■ EXERCISE PROMPT
Copy the data from the line that contains "The component shall return one point per instance of the black" to its last line, exactly, including both of those lines and leaving out everything before.

***

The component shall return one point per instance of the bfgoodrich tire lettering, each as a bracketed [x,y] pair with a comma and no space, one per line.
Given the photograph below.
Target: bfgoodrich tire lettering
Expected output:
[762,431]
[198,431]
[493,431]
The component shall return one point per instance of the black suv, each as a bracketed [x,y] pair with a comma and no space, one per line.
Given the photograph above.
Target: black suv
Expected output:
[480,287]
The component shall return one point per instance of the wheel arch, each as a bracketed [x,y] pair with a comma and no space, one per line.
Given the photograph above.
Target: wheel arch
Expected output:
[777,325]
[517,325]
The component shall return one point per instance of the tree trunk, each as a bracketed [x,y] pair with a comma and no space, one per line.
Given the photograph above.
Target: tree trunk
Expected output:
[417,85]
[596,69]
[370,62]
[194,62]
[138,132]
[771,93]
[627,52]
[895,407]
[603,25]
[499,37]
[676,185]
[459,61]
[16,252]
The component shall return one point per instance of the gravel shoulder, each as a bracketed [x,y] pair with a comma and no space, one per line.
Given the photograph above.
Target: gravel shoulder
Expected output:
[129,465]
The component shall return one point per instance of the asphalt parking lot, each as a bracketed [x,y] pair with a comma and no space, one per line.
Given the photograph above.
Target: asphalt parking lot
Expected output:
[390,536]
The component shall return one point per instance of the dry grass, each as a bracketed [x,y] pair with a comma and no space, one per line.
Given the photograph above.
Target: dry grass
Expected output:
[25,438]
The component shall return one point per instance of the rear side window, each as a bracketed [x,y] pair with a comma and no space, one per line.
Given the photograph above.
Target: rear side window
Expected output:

***

■ PROBLEM SOLUTION
The component shall return one point per instance of the black suv, each as a bracketed [x,y] pair with a comma and no space, one per line.
Given the photograph above.
Target: black suv
Expected output:
[480,287]
The component shall return one point per instance of the wheel arch, each as a bracketed [x,y] pair with a comma and no space, one per line.
Given the photograph above.
Target: wheel arch
Expected output:
[777,325]
[517,325]
The component shall return one point per instance of the tree trunk, each as a bracketed [x,y] pair with a comma and no space, one per line.
Given the photograph above.
Target: tree trunk
Expected output:
[417,85]
[596,69]
[370,62]
[194,62]
[138,132]
[771,93]
[627,52]
[895,407]
[603,25]
[499,37]
[676,185]
[459,61]
[16,252]
The component shall return one point per instance of the gravel shoulder, each as a bracketed [x,y] pair with a comma and no space, one per line.
Given the photograph above.
Target: gravel shoulder
Expected output:
[129,465]
The component shall return one point per instance of the asphalt parking lot, each as a bracketed [x,y] pair with a comma and no space, one per line.
Given the photograph above.
Target: asphalt parking lot
Expected output:
[390,536]
The component shall return one point per instance of the dry grass, each as a bracketed [x,y] pair with a comma and no space, one per line.
Given the photograph above.
Target: dry grass
Expected output:
[25,438]
The component shall return one point per instance of the rear side window, each as a bracketed [x,y] pair with a comma and no space, one per line.
Given the photograph above.
Target: rear side window
Expected output:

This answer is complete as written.